» **TASK GOAL**: Count the lines in the rows below that contain the string "spring". Reply with the number only.

» **Source records**:
____

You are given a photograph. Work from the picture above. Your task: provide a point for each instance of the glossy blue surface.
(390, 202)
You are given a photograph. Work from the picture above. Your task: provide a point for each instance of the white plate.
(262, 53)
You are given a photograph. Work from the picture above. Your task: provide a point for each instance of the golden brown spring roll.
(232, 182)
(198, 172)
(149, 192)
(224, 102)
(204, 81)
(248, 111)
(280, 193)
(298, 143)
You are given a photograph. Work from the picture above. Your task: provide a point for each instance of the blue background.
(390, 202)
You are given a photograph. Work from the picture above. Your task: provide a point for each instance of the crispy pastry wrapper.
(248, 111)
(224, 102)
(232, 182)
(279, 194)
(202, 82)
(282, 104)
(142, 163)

____

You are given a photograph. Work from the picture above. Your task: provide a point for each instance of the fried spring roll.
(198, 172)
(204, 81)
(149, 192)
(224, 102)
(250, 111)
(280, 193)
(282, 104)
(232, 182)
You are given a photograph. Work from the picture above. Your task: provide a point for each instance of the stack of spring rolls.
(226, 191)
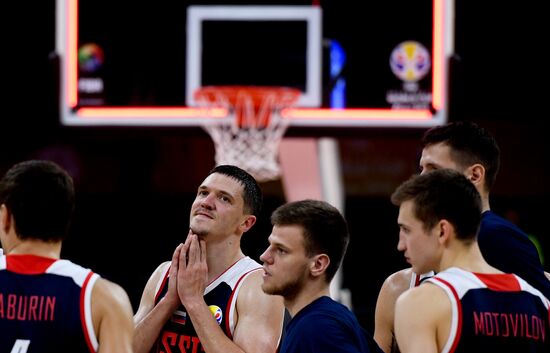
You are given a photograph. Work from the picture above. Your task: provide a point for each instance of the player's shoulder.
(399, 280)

____

» **ANSWER BELOW**: 3